==== Source extract

I realise it might be time to stop mucking about and put my money where my mouth is. I’ve become relatively comfortable sitting on the impartial fence watching and participating in the odd debate, that if I’m honest has very little bearing if any on my beliefs. As a reflection of who I am as a human being such debates are interesting in terms of reflecting on my own apparent limitations. I know that my beliefs differ from that of most, not all, for there are those bloggers out there who understand me with utter clarity as I them.
My apprehension about putting my head on the block is a knee-jerk reaction that is merely an already life-long ingrained habit, but it does not in any way betray doubt on my part when it comes to what I believe, this I have come to realise through my experiences with WP since I began actively participating back in February this year.

I don’t fear being told that I am wrong, oddly my fear is in not being able to respond intelligently and truthfully in keeping with my beliefs. I fear betraying myself in order to maintain the status quo and not lose face. But to that, really it’s a case of so what? I really have nothing to lose in all reality, nothing I do not choose to be without.

For the record, I believe that we all create our own realities, and I mean literally. It’s not some fanciful notion that I’ve dreamt up in my tiny little esoteric head. I talk to and draw dead people, I have premonitions, I read people’s emotions and intents, all things that are indeed very real to me and verifiable enough for the scientists among you to begin scratching your heads.
I am not an atheist, neither am I a theist. In fact I’m not anything that you can label. I rely on and trust what I perceive with every fibre of my being, and perhaps that’s what makes me unusual. I get that my confidence may come across as arrogance, but again, so what? If it bothers you, then you have something to address in the way that you respond to others right? Also I don’t take myself too seriously, humour is an amazing release when you’re as uptight as I am at times.

========
==== Data records

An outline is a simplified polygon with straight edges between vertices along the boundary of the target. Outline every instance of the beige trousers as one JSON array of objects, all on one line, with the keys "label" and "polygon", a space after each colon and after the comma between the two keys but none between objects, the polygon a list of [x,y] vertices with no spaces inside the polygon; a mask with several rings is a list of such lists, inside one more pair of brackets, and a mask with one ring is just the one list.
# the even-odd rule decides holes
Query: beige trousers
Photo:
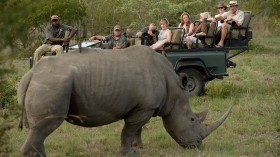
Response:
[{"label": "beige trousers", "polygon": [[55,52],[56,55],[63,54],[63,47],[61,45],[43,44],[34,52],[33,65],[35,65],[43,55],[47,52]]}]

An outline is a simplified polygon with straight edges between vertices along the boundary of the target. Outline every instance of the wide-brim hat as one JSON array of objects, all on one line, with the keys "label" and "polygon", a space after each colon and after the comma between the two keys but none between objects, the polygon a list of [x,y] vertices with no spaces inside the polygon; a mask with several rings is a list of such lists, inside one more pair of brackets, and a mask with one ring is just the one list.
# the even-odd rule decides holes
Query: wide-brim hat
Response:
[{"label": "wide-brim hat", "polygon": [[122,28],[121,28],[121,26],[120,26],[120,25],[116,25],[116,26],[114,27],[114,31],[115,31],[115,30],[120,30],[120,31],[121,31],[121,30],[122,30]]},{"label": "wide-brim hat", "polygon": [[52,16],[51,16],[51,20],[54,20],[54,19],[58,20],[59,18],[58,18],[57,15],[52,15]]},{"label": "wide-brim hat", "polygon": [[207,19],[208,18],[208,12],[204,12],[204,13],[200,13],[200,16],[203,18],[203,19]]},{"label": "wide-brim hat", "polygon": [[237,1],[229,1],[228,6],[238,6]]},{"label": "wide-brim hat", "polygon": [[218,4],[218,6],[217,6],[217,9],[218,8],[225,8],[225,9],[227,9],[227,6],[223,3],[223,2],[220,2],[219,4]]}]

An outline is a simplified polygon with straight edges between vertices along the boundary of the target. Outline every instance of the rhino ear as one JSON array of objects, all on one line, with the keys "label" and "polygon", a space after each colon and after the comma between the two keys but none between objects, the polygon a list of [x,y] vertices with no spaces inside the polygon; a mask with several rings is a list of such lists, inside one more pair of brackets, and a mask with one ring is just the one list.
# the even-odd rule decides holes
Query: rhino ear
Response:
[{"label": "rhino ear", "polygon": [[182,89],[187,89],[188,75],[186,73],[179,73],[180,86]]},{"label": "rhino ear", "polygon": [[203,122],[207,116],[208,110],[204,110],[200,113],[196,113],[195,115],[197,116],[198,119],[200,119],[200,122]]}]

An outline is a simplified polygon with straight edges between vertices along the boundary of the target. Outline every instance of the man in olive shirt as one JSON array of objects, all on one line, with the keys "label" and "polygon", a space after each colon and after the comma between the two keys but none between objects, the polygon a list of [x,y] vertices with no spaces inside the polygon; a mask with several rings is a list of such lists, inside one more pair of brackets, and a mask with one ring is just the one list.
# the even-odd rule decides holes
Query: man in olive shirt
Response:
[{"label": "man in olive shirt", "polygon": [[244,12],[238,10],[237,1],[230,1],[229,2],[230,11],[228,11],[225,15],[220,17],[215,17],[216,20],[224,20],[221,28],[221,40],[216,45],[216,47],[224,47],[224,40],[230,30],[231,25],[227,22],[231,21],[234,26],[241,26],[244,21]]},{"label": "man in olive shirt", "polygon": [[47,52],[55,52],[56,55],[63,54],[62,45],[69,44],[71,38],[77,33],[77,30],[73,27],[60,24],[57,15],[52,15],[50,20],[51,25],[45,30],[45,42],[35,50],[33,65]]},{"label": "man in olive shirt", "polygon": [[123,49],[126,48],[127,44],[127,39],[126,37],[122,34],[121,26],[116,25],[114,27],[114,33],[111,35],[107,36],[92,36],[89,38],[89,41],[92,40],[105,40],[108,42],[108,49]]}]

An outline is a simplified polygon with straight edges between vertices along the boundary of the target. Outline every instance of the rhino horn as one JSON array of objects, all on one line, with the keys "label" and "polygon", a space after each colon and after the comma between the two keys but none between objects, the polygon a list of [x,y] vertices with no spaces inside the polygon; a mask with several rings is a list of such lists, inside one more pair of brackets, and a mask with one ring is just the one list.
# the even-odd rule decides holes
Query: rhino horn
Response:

========

:: Short problem ::
List the experiences that the blog post about personal beliefs says are very real to the writer, quoting each in the post's own words.

:: Solution to the exercise ::
- talk to and draw dead people
- have premonitions
- read people's emotions and intents